Collected data entries:
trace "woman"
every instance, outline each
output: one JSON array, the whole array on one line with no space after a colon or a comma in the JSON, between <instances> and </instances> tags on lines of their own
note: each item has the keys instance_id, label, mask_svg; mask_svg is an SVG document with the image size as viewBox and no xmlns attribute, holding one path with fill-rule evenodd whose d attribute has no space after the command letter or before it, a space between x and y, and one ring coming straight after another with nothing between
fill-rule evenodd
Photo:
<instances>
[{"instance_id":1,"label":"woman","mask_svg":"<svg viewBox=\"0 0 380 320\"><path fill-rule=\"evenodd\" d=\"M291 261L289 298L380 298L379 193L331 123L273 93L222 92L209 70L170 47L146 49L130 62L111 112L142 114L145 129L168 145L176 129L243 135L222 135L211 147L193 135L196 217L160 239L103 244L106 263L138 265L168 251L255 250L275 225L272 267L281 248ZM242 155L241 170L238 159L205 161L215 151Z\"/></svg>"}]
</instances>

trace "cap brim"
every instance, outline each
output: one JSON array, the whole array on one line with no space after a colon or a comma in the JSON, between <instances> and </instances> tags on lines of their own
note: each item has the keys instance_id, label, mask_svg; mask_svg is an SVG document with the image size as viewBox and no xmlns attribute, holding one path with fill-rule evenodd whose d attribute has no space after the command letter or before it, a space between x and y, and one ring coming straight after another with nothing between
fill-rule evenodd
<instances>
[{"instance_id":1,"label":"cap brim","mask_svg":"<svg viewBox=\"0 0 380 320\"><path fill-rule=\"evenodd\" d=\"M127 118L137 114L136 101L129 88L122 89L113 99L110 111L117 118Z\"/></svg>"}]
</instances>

### Work request
What is needed is an exact transcription of every entry above.

### Answer to this exercise
trace "woman"
every instance, outline each
output: one JSON array, the whole array on one line with no space after a colon or a comma in the JSON, between <instances> and </instances> tags on lines of their own
note: each item has the keys instance_id, label, mask_svg; mask_svg is an SVG document with the image size as viewBox and no xmlns attribute, holding one path with fill-rule evenodd whose d attribute has no space after the command letter or before it, a space between x and y, and one ring coming straight after another with nothing between
fill-rule evenodd
Photo:
<instances>
[{"instance_id":1,"label":"woman","mask_svg":"<svg viewBox=\"0 0 380 320\"><path fill-rule=\"evenodd\" d=\"M291 261L289 298L380 298L379 193L331 123L273 93L222 92L209 70L170 47L146 49L130 62L111 112L142 114L145 129L168 145L176 129L243 135L222 135L211 147L193 135L196 217L160 239L103 244L106 263L138 265L168 251L255 250L275 225L272 267L281 248ZM242 155L241 170L238 159L205 161L215 151Z\"/></svg>"}]
</instances>

trace "cap brim"
every instance, outline each
output: one JSON array, the whole array on one line with no space after a colon or a comma in the JSON, between <instances> and </instances> tags on lines of their own
note: each item has the keys instance_id, label, mask_svg; mask_svg is an SVG document with the image size as viewBox and no xmlns attribute, holding one path with fill-rule evenodd whose d attribute has no space after the command letter or before it, a space between x and y, and one ring coming straight after another with nothing between
fill-rule evenodd
<instances>
[{"instance_id":1,"label":"cap brim","mask_svg":"<svg viewBox=\"0 0 380 320\"><path fill-rule=\"evenodd\" d=\"M127 118L137 114L136 101L129 88L122 89L113 99L110 111L117 118Z\"/></svg>"}]
</instances>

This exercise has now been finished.